Hannerz (1996) and Miller (1998) mean that consumers often appropriate the meanings of global brands to their own ends, creatively adding new cultural associations, dropping incompatible ones, and transforming others to fit into local cultural and lifestyle patterns. From this perspective, the interjection of global brands into local cultures paradoxically produces heterogeneity as global brands take on a variety of localized meanings (Ger & Belk, 1996; Miller, 1998). More generally, these theorists contend that local cultures and the forces of globalization are thoroughly interpenetrated and co-shaping;

hence, the effects of globalization on everyday cultural life, via global brands, fashion, and mass media, are more accurately described as a process of “glocalization” (Robertson, 1995; Wilk, 1995).

However, we suggest that glocalization in the specific context of brand myths has been given to sparse attention in previous research. Therefore, we find it interesting to study how global brands interjected into local cultures give rise to glocalization in the context of brand myths.

============

* [EXERCISE REQUIREMENTS]
1. Can you print the part of the passage on global brands and glocalization that opens with the words containing "However, we suggest" and closes with "of brand myths."?
2. Which lines in the records below contain the string "sign"? List each of those lines in full.

Records from a data collection:
============

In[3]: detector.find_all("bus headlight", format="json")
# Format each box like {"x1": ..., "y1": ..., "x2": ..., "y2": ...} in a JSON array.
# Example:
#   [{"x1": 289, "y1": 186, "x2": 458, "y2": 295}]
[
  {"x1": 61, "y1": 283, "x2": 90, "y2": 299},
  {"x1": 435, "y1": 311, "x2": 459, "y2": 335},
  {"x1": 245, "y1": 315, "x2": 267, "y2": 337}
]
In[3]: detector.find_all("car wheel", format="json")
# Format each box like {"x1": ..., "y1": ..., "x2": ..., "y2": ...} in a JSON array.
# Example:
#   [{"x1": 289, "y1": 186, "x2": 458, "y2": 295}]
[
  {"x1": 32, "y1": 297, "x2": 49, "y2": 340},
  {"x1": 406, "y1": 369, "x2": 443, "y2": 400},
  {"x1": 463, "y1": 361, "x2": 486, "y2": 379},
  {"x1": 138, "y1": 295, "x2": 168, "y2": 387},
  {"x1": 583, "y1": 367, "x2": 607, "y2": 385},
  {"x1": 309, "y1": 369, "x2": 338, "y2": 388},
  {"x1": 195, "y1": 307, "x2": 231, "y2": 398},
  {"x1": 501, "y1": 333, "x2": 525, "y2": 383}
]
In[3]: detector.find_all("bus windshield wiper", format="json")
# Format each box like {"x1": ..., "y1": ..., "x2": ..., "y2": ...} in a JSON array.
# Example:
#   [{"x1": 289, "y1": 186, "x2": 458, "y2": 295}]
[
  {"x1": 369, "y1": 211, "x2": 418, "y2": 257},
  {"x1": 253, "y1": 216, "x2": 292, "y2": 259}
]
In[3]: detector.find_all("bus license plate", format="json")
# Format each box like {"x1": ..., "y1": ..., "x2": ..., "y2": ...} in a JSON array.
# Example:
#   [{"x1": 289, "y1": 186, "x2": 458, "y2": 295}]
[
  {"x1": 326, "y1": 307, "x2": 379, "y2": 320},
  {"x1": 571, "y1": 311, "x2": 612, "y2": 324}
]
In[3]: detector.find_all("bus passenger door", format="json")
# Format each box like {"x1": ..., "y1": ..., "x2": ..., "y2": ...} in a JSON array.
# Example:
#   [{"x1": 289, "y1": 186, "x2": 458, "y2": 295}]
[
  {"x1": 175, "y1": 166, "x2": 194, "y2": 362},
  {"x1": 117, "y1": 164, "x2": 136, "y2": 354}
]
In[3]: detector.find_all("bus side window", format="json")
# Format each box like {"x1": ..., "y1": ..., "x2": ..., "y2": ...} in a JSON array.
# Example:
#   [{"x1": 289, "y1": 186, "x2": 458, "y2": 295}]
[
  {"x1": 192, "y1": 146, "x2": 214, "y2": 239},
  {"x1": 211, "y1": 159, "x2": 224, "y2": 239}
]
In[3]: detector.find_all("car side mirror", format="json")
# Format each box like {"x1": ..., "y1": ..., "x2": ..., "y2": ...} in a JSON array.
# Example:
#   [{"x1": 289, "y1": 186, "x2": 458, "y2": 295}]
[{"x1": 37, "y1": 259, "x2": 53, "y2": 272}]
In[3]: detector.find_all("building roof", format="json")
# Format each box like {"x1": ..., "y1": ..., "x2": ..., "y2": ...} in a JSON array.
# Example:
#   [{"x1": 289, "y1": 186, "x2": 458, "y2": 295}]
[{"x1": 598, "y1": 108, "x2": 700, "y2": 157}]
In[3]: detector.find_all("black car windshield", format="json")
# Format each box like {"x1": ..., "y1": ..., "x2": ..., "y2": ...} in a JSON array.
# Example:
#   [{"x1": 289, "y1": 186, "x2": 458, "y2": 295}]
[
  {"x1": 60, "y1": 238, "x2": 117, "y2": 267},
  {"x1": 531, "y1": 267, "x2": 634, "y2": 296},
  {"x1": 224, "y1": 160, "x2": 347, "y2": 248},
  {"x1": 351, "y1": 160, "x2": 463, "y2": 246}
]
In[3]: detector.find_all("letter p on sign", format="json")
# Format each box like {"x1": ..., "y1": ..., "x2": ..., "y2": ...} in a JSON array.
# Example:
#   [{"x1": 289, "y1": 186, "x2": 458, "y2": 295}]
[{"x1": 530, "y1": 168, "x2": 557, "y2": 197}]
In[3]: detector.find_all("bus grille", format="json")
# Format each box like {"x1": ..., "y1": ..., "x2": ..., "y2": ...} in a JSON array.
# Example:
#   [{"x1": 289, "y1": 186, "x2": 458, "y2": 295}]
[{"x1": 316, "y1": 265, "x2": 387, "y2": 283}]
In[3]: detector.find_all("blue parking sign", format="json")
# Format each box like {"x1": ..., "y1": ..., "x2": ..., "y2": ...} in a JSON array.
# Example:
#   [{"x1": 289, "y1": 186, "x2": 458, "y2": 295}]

============

* [SOLUTIONS BY TASK]
1.
However, we suggest that glocalization in the specific context of brand myths has been given to sparse attention in previous research. Therefore, we find it interesting to study how global brands interjected into local cultures give rise to glocalization in the context of brand myths.

2.
In[3]: detector.find_all("letter p on sign", format="json")
In[3]: detector.find_all("blue parking sign", format="json")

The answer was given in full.